Copy verbatim the part of the listing below that opens with the line containing "Target: orange basketball" and continues through the end of the listing.
* Begin LISTED ENTRIES *
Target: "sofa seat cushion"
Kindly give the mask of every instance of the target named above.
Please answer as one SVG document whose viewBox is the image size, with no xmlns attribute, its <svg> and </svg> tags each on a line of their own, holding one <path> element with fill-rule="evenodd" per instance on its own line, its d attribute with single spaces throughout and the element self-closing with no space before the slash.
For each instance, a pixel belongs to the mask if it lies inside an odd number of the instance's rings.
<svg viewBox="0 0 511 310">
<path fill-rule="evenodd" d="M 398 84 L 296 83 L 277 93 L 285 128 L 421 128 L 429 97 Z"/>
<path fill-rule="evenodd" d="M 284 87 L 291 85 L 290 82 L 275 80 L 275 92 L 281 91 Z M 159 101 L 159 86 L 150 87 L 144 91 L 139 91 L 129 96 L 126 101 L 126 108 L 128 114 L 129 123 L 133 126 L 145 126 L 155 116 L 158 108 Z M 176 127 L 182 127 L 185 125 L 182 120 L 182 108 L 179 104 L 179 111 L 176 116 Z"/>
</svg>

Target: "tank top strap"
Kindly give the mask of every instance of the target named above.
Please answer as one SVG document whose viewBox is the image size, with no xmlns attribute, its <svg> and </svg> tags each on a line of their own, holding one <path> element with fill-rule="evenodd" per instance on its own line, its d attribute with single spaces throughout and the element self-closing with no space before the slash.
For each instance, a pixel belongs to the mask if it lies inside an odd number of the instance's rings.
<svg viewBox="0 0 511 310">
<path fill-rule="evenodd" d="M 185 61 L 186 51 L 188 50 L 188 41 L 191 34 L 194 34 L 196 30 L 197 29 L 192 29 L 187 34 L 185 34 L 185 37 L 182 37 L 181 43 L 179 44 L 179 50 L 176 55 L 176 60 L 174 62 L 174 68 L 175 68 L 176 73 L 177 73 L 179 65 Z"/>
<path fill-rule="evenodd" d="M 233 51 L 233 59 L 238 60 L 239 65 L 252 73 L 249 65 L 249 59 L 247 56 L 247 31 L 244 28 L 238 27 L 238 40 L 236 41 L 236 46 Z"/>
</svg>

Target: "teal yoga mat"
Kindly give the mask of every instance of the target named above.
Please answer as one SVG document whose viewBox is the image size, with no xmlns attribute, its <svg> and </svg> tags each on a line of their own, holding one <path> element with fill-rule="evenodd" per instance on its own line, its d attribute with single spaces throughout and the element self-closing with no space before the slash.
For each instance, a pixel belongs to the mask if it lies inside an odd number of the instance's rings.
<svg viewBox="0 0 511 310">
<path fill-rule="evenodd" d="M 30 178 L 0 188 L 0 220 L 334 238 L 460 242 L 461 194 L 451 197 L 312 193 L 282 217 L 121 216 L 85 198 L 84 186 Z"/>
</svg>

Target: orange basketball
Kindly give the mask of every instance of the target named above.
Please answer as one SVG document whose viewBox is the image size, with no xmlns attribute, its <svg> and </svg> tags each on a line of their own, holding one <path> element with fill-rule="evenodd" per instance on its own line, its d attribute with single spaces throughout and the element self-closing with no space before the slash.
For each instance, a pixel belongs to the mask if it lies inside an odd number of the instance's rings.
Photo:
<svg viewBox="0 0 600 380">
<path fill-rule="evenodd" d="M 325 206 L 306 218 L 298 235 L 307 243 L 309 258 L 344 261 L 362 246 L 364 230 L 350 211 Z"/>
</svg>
* End LISTED ENTRIES *
WRITTEN SOLUTION:
Target: orange basketball
Kindly give the mask of every instance of the target named above.
Please answer as one SVG document whose viewBox is the image size, with no xmlns attribute, its <svg> and </svg> tags each on a line of their own, holding one <path> element with fill-rule="evenodd" per instance on its own line, its d attribute with single spaces throughout and the element self-closing with no space before the slash.
For each instance, a pixel belongs to the mask if it lies inside an odd number of the instance's rings.
Photo:
<svg viewBox="0 0 600 380">
<path fill-rule="evenodd" d="M 325 206 L 306 218 L 298 235 L 307 243 L 309 258 L 344 261 L 362 246 L 364 230 L 350 211 Z"/>
</svg>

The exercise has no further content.